WRITTEN TASK> Locate each row below that contains the word "grass" and copy those rows in full.

SOURCE RECORDS>
▶

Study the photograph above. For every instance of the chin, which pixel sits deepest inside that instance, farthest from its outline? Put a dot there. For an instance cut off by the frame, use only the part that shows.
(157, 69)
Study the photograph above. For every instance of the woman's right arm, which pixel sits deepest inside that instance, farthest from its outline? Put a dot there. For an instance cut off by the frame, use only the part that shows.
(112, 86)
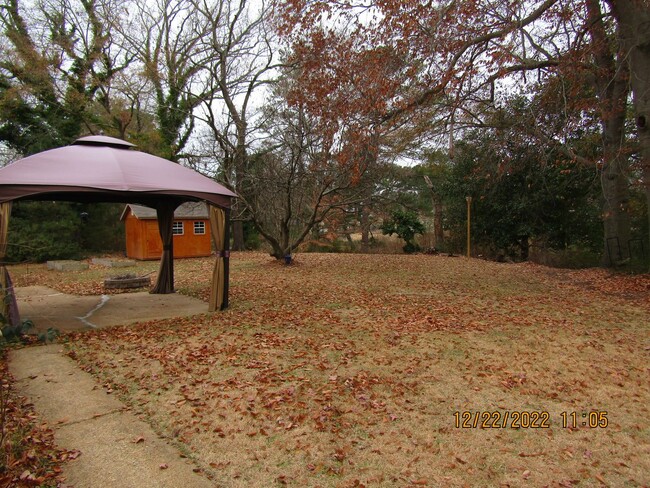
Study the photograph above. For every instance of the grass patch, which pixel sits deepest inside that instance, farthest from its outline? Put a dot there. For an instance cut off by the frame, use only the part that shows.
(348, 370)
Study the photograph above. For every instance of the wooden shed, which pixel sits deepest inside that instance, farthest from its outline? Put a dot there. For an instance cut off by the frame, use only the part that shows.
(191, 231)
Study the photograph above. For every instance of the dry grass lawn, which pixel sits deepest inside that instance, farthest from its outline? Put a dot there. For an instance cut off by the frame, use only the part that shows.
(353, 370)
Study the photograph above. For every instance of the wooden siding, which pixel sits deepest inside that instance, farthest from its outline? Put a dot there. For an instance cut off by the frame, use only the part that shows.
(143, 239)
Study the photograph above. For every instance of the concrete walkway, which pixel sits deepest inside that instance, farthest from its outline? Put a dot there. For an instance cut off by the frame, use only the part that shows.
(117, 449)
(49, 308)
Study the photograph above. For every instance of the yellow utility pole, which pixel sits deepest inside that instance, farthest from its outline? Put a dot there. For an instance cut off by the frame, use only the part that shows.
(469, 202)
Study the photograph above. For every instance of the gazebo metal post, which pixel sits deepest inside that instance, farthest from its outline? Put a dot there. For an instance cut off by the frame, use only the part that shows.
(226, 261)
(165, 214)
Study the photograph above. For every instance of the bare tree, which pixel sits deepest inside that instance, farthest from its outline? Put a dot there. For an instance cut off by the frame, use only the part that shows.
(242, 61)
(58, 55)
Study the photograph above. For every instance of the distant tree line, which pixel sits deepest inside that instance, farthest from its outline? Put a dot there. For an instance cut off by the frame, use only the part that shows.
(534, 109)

◀
▶

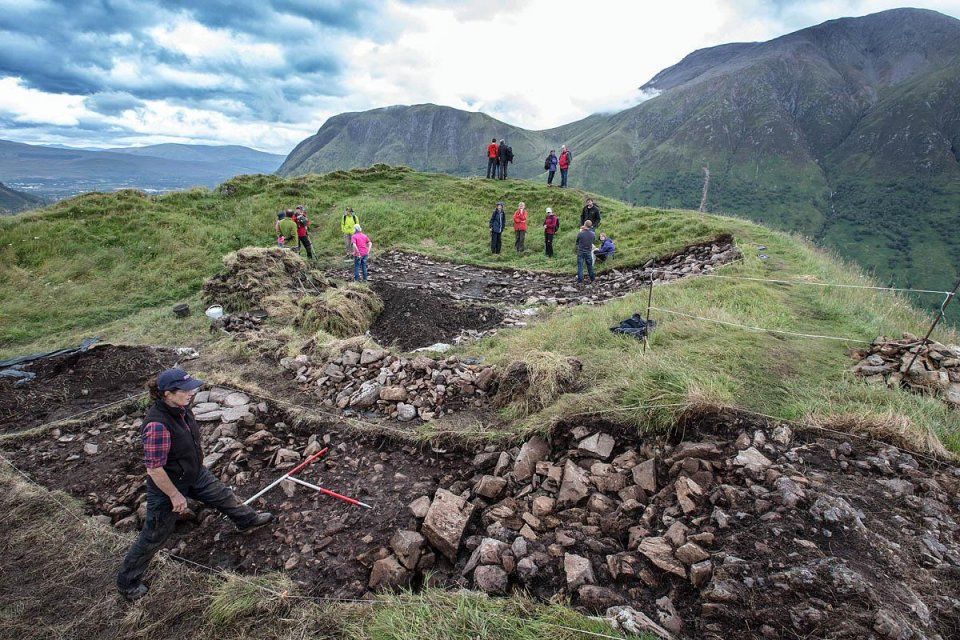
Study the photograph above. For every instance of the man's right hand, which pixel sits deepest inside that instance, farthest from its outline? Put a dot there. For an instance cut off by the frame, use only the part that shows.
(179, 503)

◀

PROBLEM SOLUTION>
Study the photograph above. For every instance of the grass patch, which pixel sits deepest inside that instance, farthest from its outline? Put a dot there. For an instance cut off by the frame, use only the part that shows.
Study the photograph above. For every instance of the dry grass lawn, which pixel sits deepest inside that instance, farthest from its outline? Put a dot there. For an instance cut off by the frame, use only the part that shows.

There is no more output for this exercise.